Dataset excerpt
+--

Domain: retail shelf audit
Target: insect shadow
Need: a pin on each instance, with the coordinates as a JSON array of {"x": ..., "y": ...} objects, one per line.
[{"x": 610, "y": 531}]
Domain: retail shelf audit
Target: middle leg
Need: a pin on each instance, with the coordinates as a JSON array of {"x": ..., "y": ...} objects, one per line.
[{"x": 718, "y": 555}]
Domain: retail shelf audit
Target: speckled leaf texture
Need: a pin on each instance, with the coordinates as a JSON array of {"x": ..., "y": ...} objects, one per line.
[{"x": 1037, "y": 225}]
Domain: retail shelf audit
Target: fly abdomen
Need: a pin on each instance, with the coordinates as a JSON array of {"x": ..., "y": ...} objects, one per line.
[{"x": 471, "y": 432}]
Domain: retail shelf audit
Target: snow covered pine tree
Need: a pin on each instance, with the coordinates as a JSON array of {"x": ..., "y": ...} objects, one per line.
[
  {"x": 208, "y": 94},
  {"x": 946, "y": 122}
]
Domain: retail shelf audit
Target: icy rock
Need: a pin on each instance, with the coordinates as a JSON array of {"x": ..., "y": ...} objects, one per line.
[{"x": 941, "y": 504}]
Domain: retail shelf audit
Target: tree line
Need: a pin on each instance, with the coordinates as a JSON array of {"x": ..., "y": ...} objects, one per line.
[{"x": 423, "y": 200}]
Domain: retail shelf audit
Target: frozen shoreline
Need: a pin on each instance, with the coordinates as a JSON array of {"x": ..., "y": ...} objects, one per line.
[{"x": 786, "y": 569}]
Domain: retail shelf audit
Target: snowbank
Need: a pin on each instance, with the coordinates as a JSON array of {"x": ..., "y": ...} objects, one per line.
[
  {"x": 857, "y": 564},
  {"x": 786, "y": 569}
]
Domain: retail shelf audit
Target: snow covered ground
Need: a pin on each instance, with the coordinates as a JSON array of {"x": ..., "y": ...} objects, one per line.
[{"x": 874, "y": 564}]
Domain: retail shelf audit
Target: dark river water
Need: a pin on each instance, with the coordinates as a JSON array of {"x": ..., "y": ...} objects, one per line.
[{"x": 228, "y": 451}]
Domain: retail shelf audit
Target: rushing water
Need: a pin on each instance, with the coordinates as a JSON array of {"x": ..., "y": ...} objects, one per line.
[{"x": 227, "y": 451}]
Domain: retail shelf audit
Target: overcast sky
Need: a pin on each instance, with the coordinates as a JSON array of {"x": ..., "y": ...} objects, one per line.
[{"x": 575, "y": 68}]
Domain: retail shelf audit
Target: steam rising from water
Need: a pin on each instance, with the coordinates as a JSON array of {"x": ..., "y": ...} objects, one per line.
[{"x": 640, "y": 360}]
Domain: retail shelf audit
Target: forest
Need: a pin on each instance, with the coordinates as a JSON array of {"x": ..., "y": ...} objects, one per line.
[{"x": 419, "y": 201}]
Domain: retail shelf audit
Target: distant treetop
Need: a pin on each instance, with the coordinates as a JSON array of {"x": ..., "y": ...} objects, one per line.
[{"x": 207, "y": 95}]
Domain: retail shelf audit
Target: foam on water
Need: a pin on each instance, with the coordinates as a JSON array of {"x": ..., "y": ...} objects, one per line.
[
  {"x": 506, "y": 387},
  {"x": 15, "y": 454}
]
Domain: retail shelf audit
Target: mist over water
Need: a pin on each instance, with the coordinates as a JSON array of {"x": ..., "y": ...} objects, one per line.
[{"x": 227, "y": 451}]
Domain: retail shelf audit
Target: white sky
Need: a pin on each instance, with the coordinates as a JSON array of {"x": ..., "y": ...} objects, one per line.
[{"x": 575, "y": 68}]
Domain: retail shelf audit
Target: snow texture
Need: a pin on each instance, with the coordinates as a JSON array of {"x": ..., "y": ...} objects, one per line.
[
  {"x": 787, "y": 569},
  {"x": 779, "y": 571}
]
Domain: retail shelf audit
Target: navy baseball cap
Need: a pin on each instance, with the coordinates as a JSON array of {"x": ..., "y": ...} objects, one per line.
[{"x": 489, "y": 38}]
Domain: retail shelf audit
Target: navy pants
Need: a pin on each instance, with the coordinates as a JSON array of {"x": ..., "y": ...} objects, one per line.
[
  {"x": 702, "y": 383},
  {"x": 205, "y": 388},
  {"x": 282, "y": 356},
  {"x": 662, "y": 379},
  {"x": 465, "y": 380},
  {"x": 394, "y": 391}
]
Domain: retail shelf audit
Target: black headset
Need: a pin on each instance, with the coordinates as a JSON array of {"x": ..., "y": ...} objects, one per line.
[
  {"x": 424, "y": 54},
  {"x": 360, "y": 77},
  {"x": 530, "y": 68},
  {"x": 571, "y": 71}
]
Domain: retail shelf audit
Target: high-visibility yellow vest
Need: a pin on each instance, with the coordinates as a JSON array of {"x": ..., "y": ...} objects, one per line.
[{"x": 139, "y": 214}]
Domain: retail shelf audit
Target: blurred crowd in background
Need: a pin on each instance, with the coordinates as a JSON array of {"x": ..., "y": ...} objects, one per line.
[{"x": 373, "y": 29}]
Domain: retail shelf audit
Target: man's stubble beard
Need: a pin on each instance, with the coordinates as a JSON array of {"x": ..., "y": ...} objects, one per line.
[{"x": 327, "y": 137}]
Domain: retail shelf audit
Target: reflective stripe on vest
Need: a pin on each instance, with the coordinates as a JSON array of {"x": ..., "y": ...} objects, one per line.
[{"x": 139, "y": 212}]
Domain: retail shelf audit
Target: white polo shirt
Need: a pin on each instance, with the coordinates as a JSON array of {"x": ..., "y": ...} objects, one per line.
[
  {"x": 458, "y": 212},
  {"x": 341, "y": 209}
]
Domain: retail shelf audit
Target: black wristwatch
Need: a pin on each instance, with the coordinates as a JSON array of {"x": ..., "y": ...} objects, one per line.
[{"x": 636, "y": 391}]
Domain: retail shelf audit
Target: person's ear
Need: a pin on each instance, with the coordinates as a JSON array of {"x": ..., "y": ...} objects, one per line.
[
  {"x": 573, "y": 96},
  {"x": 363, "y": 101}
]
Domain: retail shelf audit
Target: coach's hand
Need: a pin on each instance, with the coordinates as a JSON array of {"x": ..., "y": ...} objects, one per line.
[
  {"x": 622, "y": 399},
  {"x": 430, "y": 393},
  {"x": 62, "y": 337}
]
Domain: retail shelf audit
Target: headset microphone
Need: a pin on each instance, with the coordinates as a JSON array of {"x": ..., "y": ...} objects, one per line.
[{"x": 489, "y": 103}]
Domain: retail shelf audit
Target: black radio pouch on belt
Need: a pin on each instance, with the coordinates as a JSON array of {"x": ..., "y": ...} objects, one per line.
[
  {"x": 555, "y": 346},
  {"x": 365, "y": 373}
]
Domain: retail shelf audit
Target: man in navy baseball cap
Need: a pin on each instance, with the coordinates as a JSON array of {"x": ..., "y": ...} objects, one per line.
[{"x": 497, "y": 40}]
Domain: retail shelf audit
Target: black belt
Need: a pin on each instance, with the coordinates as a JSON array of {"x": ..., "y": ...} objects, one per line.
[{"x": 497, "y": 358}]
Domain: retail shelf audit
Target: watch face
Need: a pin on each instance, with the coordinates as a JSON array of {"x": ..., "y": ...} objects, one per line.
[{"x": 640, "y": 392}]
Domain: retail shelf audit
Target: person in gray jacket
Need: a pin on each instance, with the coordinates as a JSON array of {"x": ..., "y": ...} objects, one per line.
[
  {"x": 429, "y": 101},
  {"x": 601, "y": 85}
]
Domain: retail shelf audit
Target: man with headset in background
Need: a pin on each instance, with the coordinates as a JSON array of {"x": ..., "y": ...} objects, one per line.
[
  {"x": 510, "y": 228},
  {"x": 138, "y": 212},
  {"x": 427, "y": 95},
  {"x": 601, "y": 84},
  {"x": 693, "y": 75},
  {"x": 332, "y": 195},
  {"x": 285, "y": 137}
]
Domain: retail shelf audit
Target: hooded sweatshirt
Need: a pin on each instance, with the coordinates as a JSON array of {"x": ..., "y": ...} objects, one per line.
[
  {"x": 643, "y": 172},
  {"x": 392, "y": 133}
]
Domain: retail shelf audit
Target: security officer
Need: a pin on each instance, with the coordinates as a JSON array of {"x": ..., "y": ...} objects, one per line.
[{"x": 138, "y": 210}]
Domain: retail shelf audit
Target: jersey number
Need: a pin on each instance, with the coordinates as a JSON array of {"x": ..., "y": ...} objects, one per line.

+--

Show every line in the items above that contains the string "baseball", copied in full.

#### Solution to this problem
Target: navy baseball cap
Target: man in navy baseball cap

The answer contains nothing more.